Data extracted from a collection
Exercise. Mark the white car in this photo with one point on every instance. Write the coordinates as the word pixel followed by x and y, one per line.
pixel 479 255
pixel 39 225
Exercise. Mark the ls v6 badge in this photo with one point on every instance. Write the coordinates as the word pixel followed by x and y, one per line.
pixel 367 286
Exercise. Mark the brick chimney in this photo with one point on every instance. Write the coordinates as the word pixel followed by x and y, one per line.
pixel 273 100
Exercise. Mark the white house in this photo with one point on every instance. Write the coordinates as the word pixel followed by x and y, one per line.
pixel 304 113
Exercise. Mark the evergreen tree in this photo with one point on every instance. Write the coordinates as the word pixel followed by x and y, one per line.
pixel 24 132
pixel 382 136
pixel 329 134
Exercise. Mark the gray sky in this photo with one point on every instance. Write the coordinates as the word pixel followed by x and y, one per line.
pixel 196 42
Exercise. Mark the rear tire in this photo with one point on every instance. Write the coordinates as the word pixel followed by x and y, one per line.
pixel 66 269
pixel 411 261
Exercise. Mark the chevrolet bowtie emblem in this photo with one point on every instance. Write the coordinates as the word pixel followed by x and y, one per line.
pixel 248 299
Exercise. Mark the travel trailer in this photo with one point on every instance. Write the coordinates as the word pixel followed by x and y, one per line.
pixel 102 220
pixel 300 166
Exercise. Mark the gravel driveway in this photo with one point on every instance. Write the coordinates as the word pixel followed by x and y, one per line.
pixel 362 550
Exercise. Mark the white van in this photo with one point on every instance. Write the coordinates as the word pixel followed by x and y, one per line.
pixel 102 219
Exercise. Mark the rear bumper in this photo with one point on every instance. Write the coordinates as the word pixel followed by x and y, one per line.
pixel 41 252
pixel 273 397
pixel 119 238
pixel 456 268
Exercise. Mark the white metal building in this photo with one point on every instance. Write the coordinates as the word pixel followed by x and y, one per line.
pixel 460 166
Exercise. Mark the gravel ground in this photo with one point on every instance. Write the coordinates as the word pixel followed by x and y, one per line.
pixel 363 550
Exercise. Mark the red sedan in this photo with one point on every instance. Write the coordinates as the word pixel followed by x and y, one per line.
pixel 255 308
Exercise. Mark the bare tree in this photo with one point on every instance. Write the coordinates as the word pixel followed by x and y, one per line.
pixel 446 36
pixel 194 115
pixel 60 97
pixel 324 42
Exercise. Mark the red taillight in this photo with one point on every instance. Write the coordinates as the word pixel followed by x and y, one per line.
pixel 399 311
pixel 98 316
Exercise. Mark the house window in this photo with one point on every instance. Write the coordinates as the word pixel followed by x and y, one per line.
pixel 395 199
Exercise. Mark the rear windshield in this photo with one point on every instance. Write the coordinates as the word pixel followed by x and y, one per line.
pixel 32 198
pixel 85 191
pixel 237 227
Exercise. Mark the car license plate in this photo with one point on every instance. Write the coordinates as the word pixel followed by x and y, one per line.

Description of the task:
Can you copy out all the records above, substituting "a single point" for "one point" everywhere and leaving everything else unchanged?

Correct answer:
Exercise. Mark the white car in this photo with a single point on every instance. Write the coordinates as the word pixel followed by x and y, one per line.
pixel 479 255
pixel 39 225
Exercise. Mark the ls v6 badge in this photo with a single point on every instance. Write the coordinates as the word pixel followed by x and y, one per line.
pixel 367 286
Exercise. Mark the brick chimney in this photo with a single point on every instance. Write the coordinates as the word pixel followed by x and y, one per line.
pixel 273 100
Exercise. Mark the white house in this photo with a single point on every instance. Write the coordinates as the word pixel followed by x and y, one per line.
pixel 304 113
Exercise. Mark the evergreen tree in this photo with a single point on every instance. Write the coordinates as the word pixel followed by x and y, one per line.
pixel 24 132
pixel 382 136
pixel 329 134
Exercise. Mark the gray sky in this photo with a single point on every instance. Write the coordinates as the word pixel followed by x and y, one per line.
pixel 196 42
Exercise. Mark the rear tire in this photo with a single point on every instance. Write the coordinates as the word pixel followed by x and y, one per line.
pixel 66 269
pixel 411 261
Exercise. Mark the chevrolet bowtie emblem in this photo with a single point on every instance. Write the coordinates as the word pixel followed by x and y, one per line.
pixel 248 299
Exercise. Mark the travel trailer in this photo with a single point on every instance. Write the coordinates as the word pixel followed by x and y, one per line.
pixel 102 220
pixel 300 166
Exercise. Mark the gravel driveway in this photo with a single point on every instance. Write the coordinates as the word pixel followed by x and y, one per line.
pixel 362 550
Exercise. Mark the white van in this photo with a single point on every instance. Write the coordinates as the word pixel followed by x and y, one per line.
pixel 102 219
Exercise. Mark the rear bumper in this photo with a single point on every instance. Write the coordinates as the word pixel followed by x and y, one per line.
pixel 41 252
pixel 273 397
pixel 119 238
pixel 456 268
Exercise. Mark the white metal building in this photo with a single point on every instance. Write the coordinates as the word pixel followed by x and y, one per line.
pixel 460 166
Exercise. Mark the gravel ground in this photo with a single point on every instance. Write the coordinates as the word pixel followed by x and y, one per line.
pixel 363 550
Exercise. Mark the red sedan in this photo with a single point on every instance. Write the coordinates as the word pixel followed by x and y, one per line.
pixel 255 308
Exercise. Mark the bare tree in this photo with a single point on every instance. Write the coordinates as the word pixel followed by x and y, one per line.
pixel 446 36
pixel 194 115
pixel 60 97
pixel 324 42
Exercise. Mark the red taillight in this photo with a single point on every instance. Write the coordinates as the word pixel followed by x and y, one per line.
pixel 399 311
pixel 98 316
Exercise. Mark the house window in this photo with a single point on every instance. Write the coordinates as the word pixel followed by x and y, one per line.
pixel 395 199
Exercise. Mark the rear windshield in this photo with a single point on every instance. Write the coordinates as the word pixel followed by x and y, one per line.
pixel 32 198
pixel 85 191
pixel 237 227
Exercise. Mark the car license plate in this photo with a single point on every instance. Write the coordinates as the word pixel followed by x and y, one per line.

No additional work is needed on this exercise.